Exercise requirements |
Revise the material from the line with "target: black metal grill body" to the line with "208L467 221L483 209L512" by replacing "complete SVG document" with "full SVG document", and keep everything else in those lines the same.
[Records for the task start]
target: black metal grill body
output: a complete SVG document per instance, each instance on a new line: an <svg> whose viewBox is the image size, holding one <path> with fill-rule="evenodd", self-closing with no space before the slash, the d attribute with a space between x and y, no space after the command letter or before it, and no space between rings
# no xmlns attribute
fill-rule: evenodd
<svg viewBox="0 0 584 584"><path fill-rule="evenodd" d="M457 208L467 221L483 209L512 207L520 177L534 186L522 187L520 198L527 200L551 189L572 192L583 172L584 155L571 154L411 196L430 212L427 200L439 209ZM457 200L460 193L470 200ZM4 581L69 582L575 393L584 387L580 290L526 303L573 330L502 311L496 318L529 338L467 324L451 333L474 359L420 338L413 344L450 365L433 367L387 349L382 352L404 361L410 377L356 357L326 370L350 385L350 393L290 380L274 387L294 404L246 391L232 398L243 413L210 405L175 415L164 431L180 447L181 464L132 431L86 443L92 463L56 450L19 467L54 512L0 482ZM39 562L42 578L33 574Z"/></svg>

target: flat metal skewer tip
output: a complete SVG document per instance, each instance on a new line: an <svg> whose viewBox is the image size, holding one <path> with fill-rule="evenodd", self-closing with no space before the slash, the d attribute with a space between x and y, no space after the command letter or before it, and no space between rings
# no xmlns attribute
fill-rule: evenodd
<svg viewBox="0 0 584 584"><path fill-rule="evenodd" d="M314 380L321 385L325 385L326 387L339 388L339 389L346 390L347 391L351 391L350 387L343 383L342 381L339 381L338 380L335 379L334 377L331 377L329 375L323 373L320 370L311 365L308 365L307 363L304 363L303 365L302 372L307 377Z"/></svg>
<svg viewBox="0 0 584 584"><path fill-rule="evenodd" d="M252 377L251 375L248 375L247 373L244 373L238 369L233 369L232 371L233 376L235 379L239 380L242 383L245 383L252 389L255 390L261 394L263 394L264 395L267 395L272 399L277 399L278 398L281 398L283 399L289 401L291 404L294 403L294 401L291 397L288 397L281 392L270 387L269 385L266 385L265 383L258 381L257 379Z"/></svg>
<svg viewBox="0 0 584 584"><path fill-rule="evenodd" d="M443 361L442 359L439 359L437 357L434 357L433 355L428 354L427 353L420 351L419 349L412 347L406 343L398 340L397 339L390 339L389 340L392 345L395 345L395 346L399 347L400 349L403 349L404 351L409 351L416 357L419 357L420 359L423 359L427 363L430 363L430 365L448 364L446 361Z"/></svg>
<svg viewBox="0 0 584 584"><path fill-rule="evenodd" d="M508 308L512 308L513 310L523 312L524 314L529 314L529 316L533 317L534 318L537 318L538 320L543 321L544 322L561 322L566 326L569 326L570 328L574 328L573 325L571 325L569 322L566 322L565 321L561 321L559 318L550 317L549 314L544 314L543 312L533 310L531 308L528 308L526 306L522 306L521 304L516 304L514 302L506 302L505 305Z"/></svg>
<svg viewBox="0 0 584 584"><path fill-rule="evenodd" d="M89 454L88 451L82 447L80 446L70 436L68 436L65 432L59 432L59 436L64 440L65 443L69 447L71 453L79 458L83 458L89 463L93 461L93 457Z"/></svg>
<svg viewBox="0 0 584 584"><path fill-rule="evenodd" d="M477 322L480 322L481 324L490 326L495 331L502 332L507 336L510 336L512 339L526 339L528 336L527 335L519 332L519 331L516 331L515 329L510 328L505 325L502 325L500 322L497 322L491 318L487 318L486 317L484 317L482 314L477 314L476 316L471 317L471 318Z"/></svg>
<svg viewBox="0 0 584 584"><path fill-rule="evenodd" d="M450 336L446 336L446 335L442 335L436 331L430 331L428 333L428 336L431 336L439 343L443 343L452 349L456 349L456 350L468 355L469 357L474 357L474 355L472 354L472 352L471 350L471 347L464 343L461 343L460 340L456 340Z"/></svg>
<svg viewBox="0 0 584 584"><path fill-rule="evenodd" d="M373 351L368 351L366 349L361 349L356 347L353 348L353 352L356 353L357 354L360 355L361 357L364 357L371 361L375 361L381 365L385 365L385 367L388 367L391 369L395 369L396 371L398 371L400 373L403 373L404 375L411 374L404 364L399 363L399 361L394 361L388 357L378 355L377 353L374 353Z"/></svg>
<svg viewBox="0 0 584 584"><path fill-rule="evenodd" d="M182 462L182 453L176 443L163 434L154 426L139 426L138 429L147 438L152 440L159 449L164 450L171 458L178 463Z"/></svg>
[Records for the task end]
[Records for the task start]
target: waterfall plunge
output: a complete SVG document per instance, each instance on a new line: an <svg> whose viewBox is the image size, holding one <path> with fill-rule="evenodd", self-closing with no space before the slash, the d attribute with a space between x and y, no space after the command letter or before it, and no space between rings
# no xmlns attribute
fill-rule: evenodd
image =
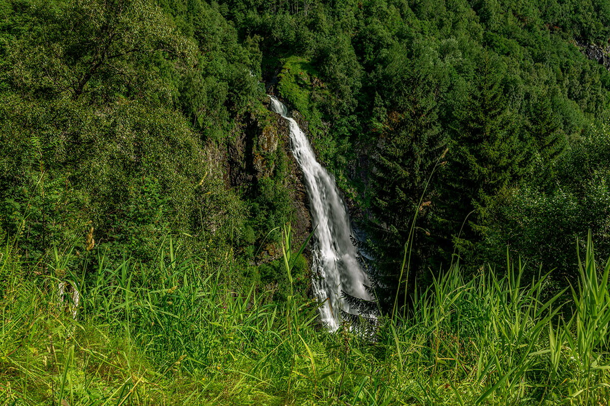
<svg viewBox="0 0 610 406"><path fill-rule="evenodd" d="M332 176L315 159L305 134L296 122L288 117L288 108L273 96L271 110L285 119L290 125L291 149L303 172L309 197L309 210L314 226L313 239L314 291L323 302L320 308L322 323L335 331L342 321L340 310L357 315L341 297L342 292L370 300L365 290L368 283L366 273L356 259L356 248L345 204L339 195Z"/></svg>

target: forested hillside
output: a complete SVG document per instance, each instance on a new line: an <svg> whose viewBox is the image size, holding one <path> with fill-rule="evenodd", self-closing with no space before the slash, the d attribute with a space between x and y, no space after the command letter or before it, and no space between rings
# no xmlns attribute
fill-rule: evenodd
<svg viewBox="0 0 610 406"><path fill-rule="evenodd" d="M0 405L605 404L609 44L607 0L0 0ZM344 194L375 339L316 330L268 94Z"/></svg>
[Records for the task end]
Answer to the exercise |
target: black metal grill body
output: a full SVG document per instance, each instance on a new line: an <svg> whose viewBox is the image size, holding one <path> with fill-rule="evenodd", self-closing with no space before the slash, the d attribute with a space between x and y, no space after the command letter or before it, and no space between rings
# no xmlns attribute
fill-rule: evenodd
<svg viewBox="0 0 584 584"><path fill-rule="evenodd" d="M457 208L467 221L483 209L512 207L520 177L534 186L522 187L520 198L527 200L551 189L572 192L583 172L584 155L571 154L411 196L430 212L427 200L439 209ZM457 200L460 193L470 200ZM4 581L69 582L575 393L584 387L580 290L526 303L573 330L502 311L496 318L529 338L467 324L451 333L474 359L420 338L413 344L450 365L433 367L387 349L382 352L404 361L410 377L356 357L326 370L350 385L350 393L290 380L274 387L294 404L246 391L232 398L243 413L210 405L175 415L164 431L180 447L181 464L132 431L86 443L92 463L56 450L19 467L54 512L0 482ZM39 562L42 578L33 574Z"/></svg>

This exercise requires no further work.